Gather every line of the items below that contains the word "wall", and copy each one.

Records for the exercise
______

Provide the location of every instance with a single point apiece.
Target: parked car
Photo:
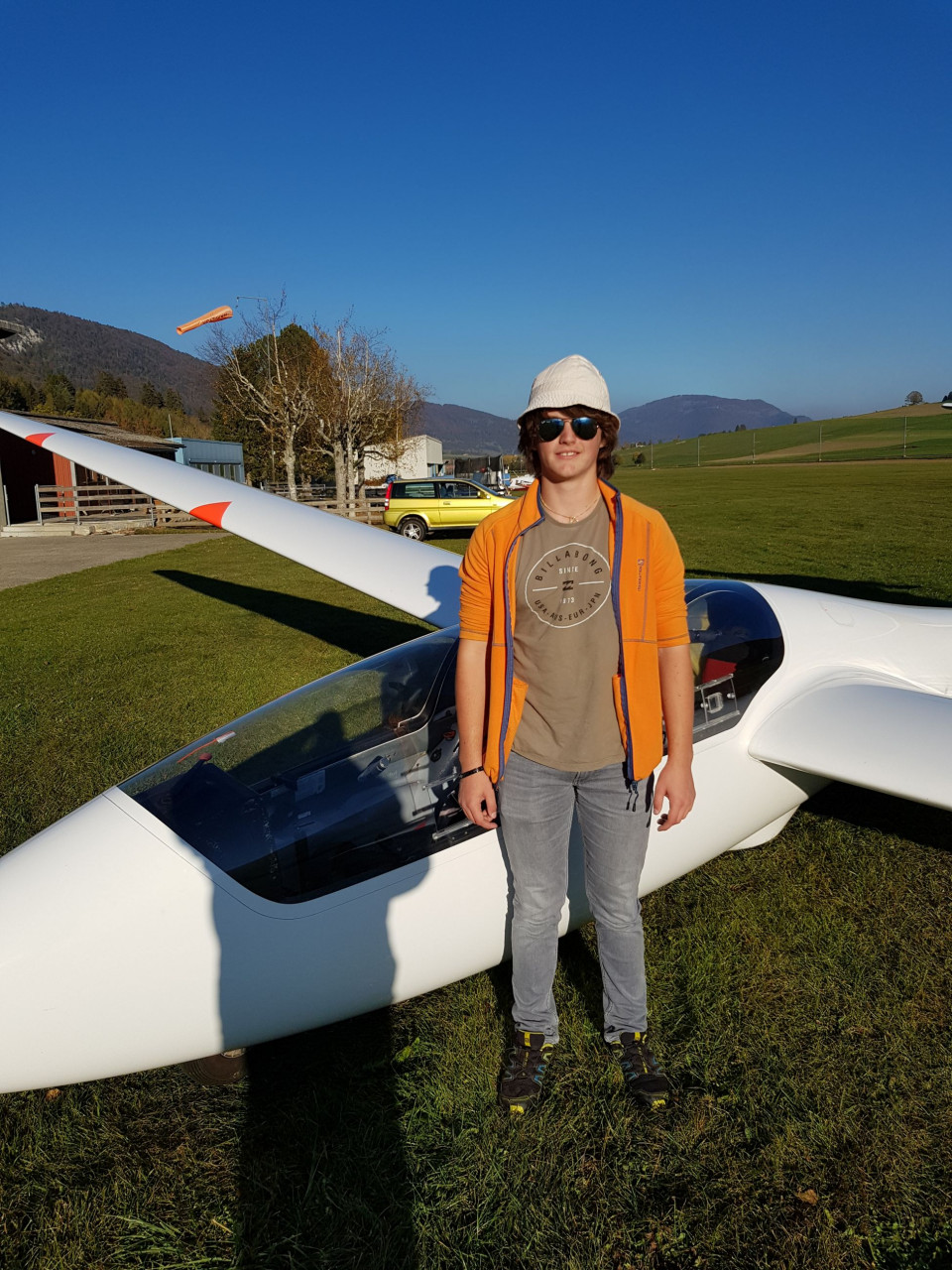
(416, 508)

______

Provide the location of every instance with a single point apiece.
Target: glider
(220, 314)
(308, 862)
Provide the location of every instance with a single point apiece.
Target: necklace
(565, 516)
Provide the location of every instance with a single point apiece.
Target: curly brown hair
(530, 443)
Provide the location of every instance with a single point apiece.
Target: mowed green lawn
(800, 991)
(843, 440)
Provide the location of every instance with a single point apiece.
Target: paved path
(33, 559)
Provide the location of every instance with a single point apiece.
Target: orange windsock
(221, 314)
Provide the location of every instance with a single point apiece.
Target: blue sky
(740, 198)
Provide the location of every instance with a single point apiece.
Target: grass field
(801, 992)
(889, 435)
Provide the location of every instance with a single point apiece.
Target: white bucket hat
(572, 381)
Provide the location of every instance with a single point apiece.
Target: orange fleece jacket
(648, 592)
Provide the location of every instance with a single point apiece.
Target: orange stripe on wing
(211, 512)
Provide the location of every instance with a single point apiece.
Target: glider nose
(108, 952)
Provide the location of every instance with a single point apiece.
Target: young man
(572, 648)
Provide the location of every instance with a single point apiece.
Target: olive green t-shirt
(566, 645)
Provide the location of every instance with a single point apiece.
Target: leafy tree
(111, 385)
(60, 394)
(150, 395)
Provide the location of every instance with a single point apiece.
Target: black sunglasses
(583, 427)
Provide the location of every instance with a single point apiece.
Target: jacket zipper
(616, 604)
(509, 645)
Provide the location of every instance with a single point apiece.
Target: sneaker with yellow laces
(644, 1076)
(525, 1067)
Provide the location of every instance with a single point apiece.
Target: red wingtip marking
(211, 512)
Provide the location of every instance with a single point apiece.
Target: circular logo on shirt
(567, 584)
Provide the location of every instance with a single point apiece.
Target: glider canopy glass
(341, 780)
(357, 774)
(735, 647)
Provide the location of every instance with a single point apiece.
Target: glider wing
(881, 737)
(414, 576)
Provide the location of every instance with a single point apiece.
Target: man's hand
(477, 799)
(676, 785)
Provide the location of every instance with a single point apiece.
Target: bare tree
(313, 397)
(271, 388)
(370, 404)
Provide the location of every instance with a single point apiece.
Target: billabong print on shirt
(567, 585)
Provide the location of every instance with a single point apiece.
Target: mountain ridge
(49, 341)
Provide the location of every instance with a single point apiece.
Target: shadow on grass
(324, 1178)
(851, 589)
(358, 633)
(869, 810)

______

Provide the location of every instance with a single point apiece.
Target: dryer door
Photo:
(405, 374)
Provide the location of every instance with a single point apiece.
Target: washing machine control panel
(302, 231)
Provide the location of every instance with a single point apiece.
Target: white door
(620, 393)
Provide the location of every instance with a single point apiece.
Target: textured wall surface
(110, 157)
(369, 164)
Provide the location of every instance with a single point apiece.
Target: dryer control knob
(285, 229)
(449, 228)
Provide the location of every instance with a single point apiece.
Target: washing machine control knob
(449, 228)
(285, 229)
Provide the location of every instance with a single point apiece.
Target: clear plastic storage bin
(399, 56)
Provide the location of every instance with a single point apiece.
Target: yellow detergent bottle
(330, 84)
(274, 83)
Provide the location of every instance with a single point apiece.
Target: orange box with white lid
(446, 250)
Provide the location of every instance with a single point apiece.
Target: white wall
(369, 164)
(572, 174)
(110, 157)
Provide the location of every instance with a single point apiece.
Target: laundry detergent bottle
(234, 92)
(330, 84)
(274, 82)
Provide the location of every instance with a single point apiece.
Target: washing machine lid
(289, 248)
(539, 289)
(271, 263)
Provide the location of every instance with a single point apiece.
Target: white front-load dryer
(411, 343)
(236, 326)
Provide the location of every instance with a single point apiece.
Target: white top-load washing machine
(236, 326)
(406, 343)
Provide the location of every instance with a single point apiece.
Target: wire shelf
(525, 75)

______

Solution
Target: textured wall surface
Target: white wall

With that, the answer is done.